### TASK DIRECTIONS
Whichever lines of the entries hold the word "nested" should be identified and copied.
··· EXTRACTED ENTRIES
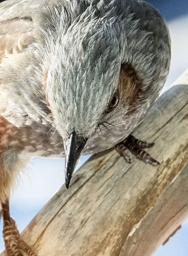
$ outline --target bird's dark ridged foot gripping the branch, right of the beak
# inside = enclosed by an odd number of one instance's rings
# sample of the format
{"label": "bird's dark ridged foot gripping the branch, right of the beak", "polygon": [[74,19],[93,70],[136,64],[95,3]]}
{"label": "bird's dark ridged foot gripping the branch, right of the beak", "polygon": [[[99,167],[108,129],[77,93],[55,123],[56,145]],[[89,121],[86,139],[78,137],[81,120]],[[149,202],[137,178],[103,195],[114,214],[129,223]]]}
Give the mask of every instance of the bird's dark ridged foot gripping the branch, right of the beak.
{"label": "bird's dark ridged foot gripping the branch, right of the beak", "polygon": [[160,163],[143,150],[143,148],[150,148],[153,145],[154,143],[147,143],[146,141],[136,139],[133,135],[129,135],[126,139],[116,145],[116,150],[128,163],[131,163],[131,157],[129,154],[129,152],[131,152],[144,162],[157,166]]}

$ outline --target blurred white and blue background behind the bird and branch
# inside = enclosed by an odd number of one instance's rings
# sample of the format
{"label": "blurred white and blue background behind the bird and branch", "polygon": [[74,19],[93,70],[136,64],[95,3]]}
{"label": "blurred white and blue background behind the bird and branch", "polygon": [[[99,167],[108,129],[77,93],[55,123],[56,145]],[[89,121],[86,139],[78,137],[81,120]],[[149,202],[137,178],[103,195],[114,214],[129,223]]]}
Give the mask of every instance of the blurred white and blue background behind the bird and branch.
{"label": "blurred white and blue background behind the bird and branch", "polygon": [[[0,1],[2,2],[2,1]],[[163,15],[170,28],[172,38],[172,64],[164,90],[188,68],[188,0],[150,0]],[[163,91],[164,91],[163,90]],[[88,157],[81,157],[77,167]],[[49,198],[64,183],[64,160],[36,158],[20,177],[19,186],[11,197],[11,215],[16,219],[20,232],[47,203]],[[50,186],[49,186],[50,184]],[[4,250],[0,223],[0,252]],[[159,247],[154,256],[188,255],[188,220],[170,238],[166,245]]]}

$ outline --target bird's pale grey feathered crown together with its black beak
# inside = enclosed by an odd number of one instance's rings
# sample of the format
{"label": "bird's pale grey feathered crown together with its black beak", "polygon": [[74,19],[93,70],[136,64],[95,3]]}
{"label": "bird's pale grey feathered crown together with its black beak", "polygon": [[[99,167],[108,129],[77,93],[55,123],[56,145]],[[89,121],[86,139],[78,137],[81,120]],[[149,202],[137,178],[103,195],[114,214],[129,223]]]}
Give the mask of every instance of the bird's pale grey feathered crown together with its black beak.
{"label": "bird's pale grey feathered crown together with its black beak", "polygon": [[107,25],[95,26],[67,33],[47,74],[47,99],[64,141],[66,188],[87,140],[119,100],[119,44]]}

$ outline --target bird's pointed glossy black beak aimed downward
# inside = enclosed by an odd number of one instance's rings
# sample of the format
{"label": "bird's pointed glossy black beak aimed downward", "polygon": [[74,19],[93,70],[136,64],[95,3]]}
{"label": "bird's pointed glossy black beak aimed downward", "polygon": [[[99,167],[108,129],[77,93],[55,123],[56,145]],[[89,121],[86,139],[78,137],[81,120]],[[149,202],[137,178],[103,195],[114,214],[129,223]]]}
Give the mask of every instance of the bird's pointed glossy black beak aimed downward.
{"label": "bird's pointed glossy black beak aimed downward", "polygon": [[71,133],[69,139],[64,139],[65,148],[65,187],[69,189],[72,174],[78,163],[87,139],[78,137],[75,132]]}

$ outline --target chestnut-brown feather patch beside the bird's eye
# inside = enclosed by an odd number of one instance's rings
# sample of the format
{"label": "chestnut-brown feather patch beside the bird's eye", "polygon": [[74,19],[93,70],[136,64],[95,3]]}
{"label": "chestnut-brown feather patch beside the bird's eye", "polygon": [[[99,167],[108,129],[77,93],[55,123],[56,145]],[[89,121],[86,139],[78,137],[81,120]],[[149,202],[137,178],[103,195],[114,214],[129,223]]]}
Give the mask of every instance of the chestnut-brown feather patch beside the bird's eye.
{"label": "chestnut-brown feather patch beside the bird's eye", "polygon": [[121,64],[119,75],[119,97],[123,105],[128,106],[128,112],[138,106],[143,88],[143,80],[130,63]]}

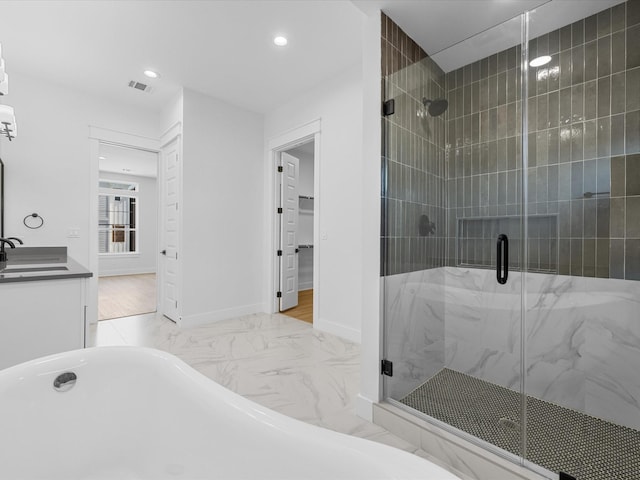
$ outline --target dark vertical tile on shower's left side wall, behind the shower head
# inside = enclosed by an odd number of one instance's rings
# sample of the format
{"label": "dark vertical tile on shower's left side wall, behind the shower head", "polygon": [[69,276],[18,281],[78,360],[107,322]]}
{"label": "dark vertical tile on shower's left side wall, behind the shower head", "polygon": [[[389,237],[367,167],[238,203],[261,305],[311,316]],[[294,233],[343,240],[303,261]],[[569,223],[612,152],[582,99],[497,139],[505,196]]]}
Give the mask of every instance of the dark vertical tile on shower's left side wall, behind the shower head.
{"label": "dark vertical tile on shower's left side wall, behind the shower head", "polygon": [[[446,249],[445,125],[446,115],[425,113],[423,98],[445,97],[445,84],[454,87],[458,79],[446,76],[402,29],[382,15],[383,96],[395,101],[395,113],[382,117],[383,214],[381,227],[383,275],[421,271],[444,265]],[[472,77],[468,69],[467,77]],[[450,108],[471,104],[473,89],[465,90],[460,79],[456,101]],[[466,93],[466,97],[465,97]],[[466,103],[465,103],[466,99]],[[422,117],[418,114],[422,112]],[[471,120],[471,117],[469,117]],[[470,129],[467,129],[470,131]],[[463,133],[462,127],[460,133]],[[476,134],[477,135],[477,134]],[[427,220],[428,219],[428,220]]]}

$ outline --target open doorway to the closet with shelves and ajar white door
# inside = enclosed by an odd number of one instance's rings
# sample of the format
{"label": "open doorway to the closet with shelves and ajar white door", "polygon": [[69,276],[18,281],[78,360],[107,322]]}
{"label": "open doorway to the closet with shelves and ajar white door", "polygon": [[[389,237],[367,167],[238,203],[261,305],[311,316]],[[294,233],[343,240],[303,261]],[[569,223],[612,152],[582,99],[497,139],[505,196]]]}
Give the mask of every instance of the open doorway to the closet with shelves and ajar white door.
{"label": "open doorway to the closet with shelves and ajar white door", "polygon": [[283,314],[313,323],[315,143],[280,153],[280,302]]}

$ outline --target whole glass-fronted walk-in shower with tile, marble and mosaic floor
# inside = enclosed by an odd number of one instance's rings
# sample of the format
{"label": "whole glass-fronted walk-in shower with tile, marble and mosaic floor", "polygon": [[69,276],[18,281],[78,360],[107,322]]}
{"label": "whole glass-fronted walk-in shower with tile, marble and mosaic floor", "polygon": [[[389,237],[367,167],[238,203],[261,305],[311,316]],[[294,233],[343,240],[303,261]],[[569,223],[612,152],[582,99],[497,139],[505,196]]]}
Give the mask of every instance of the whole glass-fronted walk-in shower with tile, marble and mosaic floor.
{"label": "whole glass-fronted walk-in shower with tile, marble and mosaic floor", "polygon": [[531,478],[632,479],[640,2],[558,3],[450,57],[382,16],[384,408]]}

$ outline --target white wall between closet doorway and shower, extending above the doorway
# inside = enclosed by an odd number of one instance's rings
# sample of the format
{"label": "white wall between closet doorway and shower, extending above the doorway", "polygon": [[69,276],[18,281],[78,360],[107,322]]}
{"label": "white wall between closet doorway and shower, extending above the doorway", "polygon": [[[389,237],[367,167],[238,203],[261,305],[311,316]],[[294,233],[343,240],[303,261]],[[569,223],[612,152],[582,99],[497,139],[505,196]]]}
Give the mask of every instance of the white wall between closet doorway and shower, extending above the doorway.
{"label": "white wall between closet doorway and shower, extending above the doorway", "polygon": [[[314,327],[360,341],[362,284],[362,69],[356,65],[266,115],[265,144],[321,119],[319,215],[321,255]],[[379,164],[379,159],[378,159]],[[269,191],[273,179],[265,175]],[[379,201],[379,200],[378,200]],[[267,221],[273,214],[265,210]],[[270,258],[270,256],[268,257]],[[271,292],[266,292],[270,298]]]}

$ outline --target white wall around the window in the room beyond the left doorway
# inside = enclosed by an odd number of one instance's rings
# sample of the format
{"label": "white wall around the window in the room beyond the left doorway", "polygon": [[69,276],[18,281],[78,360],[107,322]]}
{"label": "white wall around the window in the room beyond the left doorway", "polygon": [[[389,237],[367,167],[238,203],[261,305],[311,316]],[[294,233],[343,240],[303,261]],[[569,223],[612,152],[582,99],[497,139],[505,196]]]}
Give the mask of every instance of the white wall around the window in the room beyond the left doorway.
{"label": "white wall around the window in the room beyond the left doorway", "polygon": [[138,253],[100,255],[98,275],[155,273],[158,260],[158,180],[112,172],[100,172],[100,178],[138,184]]}

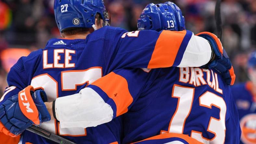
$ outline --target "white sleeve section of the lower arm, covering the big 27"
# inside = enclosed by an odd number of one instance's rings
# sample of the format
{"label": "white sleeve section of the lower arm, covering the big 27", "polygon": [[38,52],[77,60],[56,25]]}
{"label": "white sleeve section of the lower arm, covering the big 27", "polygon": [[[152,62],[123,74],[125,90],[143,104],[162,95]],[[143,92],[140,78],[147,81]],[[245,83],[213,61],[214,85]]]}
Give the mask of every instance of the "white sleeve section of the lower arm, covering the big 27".
{"label": "white sleeve section of the lower arm, covering the big 27", "polygon": [[55,107],[61,128],[98,126],[110,122],[113,118],[111,106],[91,88],[57,98]]}

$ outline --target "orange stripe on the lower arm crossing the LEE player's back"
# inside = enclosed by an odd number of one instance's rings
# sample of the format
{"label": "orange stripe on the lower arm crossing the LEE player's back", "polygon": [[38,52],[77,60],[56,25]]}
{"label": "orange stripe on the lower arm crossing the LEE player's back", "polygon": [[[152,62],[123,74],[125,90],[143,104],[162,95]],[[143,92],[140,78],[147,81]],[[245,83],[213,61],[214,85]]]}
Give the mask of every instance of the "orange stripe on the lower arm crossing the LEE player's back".
{"label": "orange stripe on the lower arm crossing the LEE player's back", "polygon": [[114,72],[96,80],[92,85],[103,90],[116,104],[116,116],[128,111],[128,106],[133,102],[133,97],[128,89],[125,78]]}

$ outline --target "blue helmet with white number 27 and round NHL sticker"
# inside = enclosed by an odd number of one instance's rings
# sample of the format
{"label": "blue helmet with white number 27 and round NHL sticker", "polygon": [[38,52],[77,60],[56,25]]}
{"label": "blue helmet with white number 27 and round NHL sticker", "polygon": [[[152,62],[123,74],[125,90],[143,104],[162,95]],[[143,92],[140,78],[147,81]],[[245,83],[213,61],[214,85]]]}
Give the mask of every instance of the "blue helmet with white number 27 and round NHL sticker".
{"label": "blue helmet with white number 27 and round NHL sticker", "polygon": [[105,25],[110,17],[103,0],[55,0],[54,14],[59,31],[72,28],[92,28],[99,14]]}

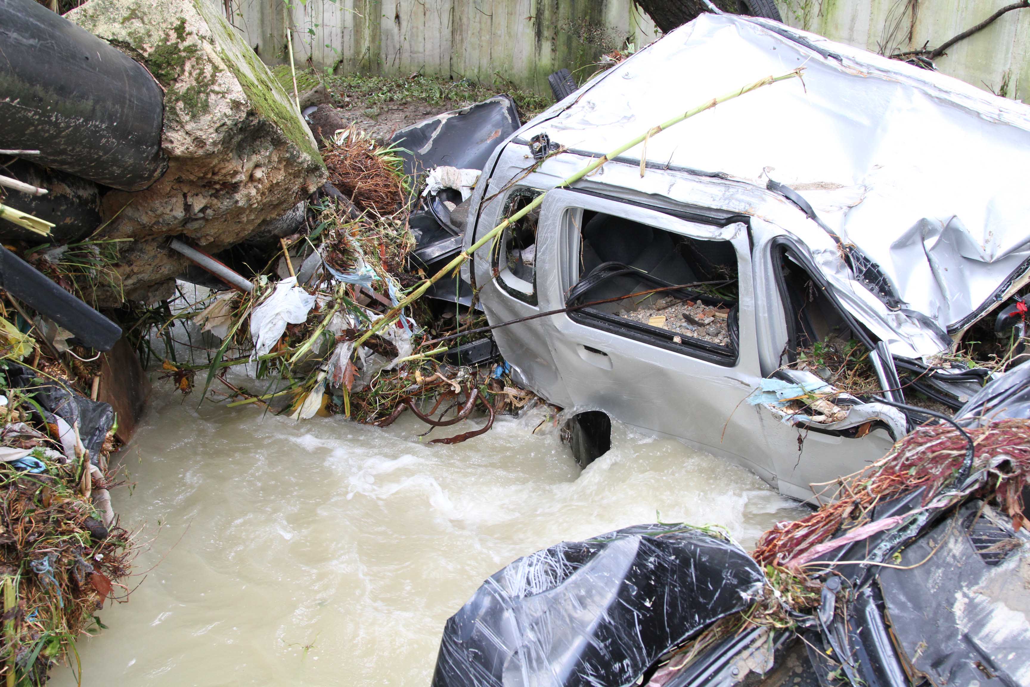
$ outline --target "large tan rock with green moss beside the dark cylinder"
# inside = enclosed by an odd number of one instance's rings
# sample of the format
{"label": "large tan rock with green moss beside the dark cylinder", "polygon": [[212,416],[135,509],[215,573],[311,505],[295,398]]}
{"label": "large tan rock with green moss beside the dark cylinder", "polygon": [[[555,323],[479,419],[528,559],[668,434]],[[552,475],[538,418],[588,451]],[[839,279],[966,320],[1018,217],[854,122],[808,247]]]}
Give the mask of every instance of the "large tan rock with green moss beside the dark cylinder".
{"label": "large tan rock with green moss beside the dark cylinder", "polygon": [[221,250],[263,233],[323,182],[296,103],[207,0],[90,0],[66,16],[165,88],[168,171],[145,191],[103,199],[104,235],[133,239],[118,265],[126,298],[163,295],[183,269],[167,237]]}

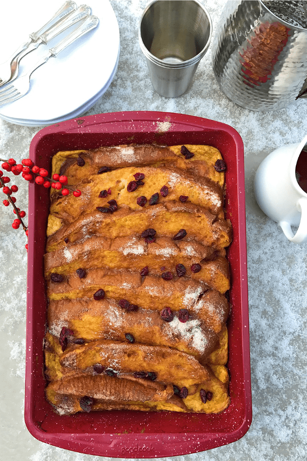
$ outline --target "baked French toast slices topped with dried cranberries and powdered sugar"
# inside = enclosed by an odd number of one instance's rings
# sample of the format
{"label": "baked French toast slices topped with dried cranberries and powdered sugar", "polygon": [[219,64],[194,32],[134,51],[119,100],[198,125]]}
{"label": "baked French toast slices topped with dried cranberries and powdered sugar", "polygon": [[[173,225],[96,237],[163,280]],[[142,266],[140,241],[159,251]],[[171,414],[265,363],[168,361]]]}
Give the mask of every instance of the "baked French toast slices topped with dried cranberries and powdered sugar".
{"label": "baked French toast slices topped with dried cranberries and powdered sugar", "polygon": [[206,145],[58,152],[45,278],[47,400],[58,414],[220,413],[229,403],[232,227]]}

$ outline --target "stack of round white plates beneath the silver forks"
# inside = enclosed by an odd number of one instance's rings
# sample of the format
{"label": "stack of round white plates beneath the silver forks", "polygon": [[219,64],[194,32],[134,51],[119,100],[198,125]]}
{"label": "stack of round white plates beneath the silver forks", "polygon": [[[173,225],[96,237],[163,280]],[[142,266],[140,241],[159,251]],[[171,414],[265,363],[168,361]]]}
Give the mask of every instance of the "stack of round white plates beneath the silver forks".
{"label": "stack of round white plates beneath the silver forks", "polygon": [[[0,16],[0,62],[28,41],[29,34],[46,24],[63,3],[63,0],[4,2]],[[39,67],[31,76],[30,91],[1,106],[0,118],[28,127],[76,118],[89,110],[111,84],[120,53],[116,15],[109,0],[82,3],[76,0],[76,3],[91,7],[92,14],[99,18],[98,27]],[[40,45],[21,59],[19,72],[26,72],[35,65],[58,40],[54,38],[47,45]]]}

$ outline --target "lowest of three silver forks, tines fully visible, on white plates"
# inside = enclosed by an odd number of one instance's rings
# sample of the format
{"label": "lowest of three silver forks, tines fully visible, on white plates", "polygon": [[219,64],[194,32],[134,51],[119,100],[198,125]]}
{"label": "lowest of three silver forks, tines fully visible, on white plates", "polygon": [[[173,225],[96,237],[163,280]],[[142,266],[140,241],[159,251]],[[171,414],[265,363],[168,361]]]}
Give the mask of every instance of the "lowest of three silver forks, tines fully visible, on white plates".
{"label": "lowest of three silver forks, tines fully visible, on white plates", "polygon": [[88,16],[84,18],[81,22],[81,25],[63,38],[58,45],[51,48],[46,56],[43,56],[38,60],[36,65],[30,69],[26,74],[18,77],[14,83],[9,83],[5,88],[0,89],[0,106],[8,104],[10,102],[16,101],[16,99],[25,96],[30,89],[30,78],[31,74],[40,66],[45,64],[51,57],[56,57],[61,51],[71,45],[77,38],[82,35],[90,32],[90,30],[95,29],[98,26],[99,19],[96,16]]}

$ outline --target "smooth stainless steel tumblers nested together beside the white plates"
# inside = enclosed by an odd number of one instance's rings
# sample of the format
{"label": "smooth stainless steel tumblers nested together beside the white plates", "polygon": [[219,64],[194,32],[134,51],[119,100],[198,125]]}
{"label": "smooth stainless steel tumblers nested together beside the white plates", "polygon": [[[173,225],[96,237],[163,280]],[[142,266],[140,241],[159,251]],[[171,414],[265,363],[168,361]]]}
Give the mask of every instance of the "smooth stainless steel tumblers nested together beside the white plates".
······
### EXERCISE RESPONSE
$ outline --target "smooth stainless steel tumblers nested together beside the white plates"
{"label": "smooth stainless steel tumblers nested together beside the white plates", "polygon": [[219,64],[194,32],[134,51],[119,100],[198,125]]}
{"label": "smooth stainless steel tumblers nested together beside the white plates", "polygon": [[[173,225],[96,237],[163,280]],[[142,266],[140,241],[159,251]],[[171,414],[265,363],[168,361]]]}
Give the mask of every instance of the "smooth stainless steel tumblers nested together beside the white plates".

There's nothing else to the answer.